**TEXTE FOURNI**
>>>>>
Tous les jours, retrouvez le fil vert, le rendez-vous environnement de Libération. Aujourd’hui, c’est la règle de trois : trois questions pour décrypter les enjeux environnementaux.

Attirés par les lumières de nos villes qui se multiplient, les oiseaux migrateurs se retrouvent souvent coincés dans nos rues, où ils sont nombreux à mourir en s’écrasant contre les vitres des immeubles ou en s’épuisant en vol. Certaines espèces tentent de se guider sur les routes migratoires en évitant les villes grâce à des cris émis en vol. Or, une étude publiée récemment par la Royal Society révèle que ces mêmes cris causent leur perte car les oiseaux s’attirent mutuellement vers les buildings. Louis Sallé, spécialiste des migrations à la Ligue pour la protection des oiseaux (LPO), décrypte pour Libération l’impact des lumières sur les oiseaux migrateurs.
<<<<<
**ITEMS FOURNIS**
>>>>>
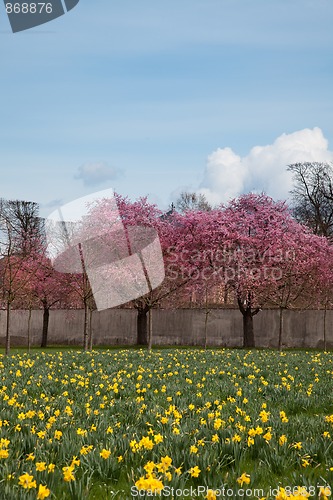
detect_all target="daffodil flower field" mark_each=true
[0,348,333,500]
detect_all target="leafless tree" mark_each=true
[288,162,333,239]
[176,191,212,212]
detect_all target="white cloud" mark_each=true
[198,127,333,205]
[74,162,120,186]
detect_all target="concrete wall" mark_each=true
[0,309,333,348]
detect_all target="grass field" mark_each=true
[0,348,333,500]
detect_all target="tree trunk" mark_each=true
[6,300,10,356]
[148,308,153,351]
[89,309,93,351]
[28,307,31,353]
[279,307,283,351]
[40,305,50,348]
[324,304,327,351]
[204,311,210,349]
[242,308,255,347]
[136,308,148,346]
[83,300,89,351]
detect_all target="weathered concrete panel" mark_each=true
[0,309,333,348]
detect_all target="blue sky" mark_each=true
[0,0,333,215]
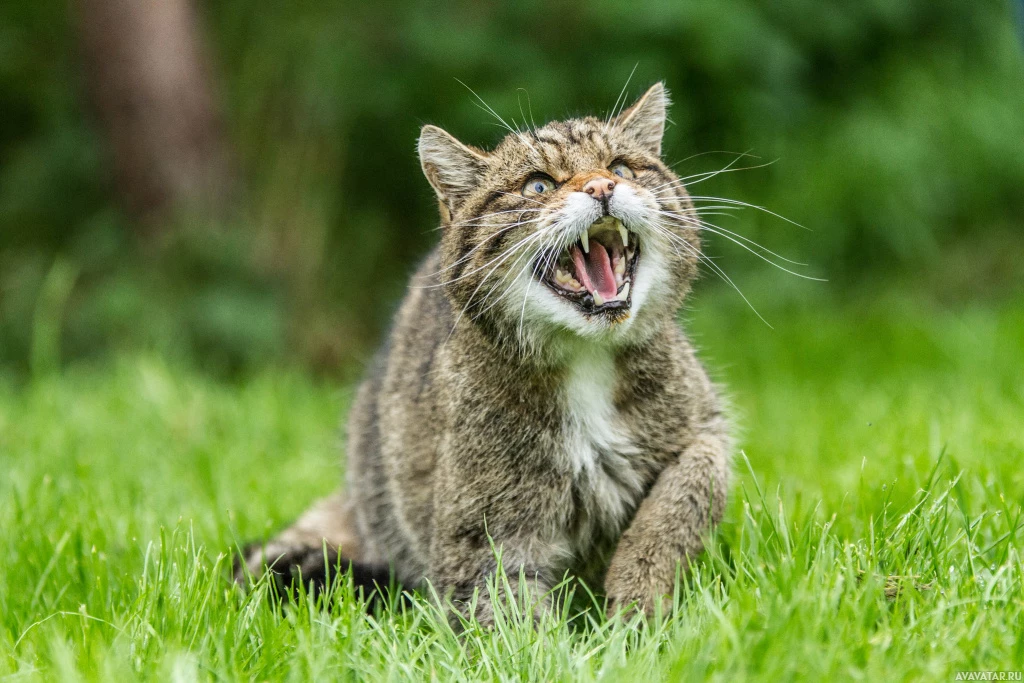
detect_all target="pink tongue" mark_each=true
[571,241,618,301]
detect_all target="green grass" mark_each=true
[0,295,1024,681]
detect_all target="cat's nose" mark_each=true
[583,175,615,200]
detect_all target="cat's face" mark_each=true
[419,84,700,346]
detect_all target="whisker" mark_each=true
[650,218,775,330]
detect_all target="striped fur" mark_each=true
[237,84,730,623]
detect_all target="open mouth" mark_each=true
[539,216,640,313]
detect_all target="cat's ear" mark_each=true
[615,82,669,157]
[419,126,487,211]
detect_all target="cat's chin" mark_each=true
[534,215,640,317]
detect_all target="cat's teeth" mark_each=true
[555,268,583,292]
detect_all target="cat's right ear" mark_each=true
[419,126,487,212]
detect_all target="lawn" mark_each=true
[0,292,1024,681]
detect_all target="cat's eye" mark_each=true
[608,164,636,180]
[522,175,555,197]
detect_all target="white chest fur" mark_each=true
[564,348,643,549]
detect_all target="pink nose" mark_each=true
[583,176,615,200]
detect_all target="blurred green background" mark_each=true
[0,0,1024,374]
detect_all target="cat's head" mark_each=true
<<<<<
**CONSIGNES**
a. Résumez en deux phrases le texte sur les oiseaux migrateurs.
b. S'il vous plaît, reproduisez sans rien changer le passage du texte sur les oiseaux migrateurs qui commence aux mots « Tous les jours, retrouvez » et s'arrête après « les enjeux environnementaux. ».
c. Répondez brièvement à ces questions sur le texte sur les oiseaux migrateurs :
(i) Comment s'appelle le rendez-vous environnement quotidien de Libération ?
(ii) Quel organisme a publié l'étude sur les cris des oiseaux ?
(iii) Pour quelle organisation Louis Sallé est-il spécialiste des migrations ?
Les items forment un matériau distinct du texte.

**RÉPONSES DANS L'ORDRE**
a. Attirés par les lumières des villes, les oiseaux migrateurs s'y retrouvent souvent coincés, et beaucoup meurent en heurtant les vitres des immeubles ou en s'épuisant en vol. Selon une étude publiée récemment par la Royal Society, les cris que certaines espèces émettent en vol pour éviter les villes les attirent en fait mutuellement vers les buildings.

b.
Tous les jours, retrouvez le fil vert, le rendez-vous environnement de Libération. Aujourd’hui, c’est la règle de trois : trois questions pour décrypter les enjeux environnementaux.

c.
(i) Le fil vert.
(ii) La Royal Society.
(iii) La Ligue pour la protection des oiseaux (LPO).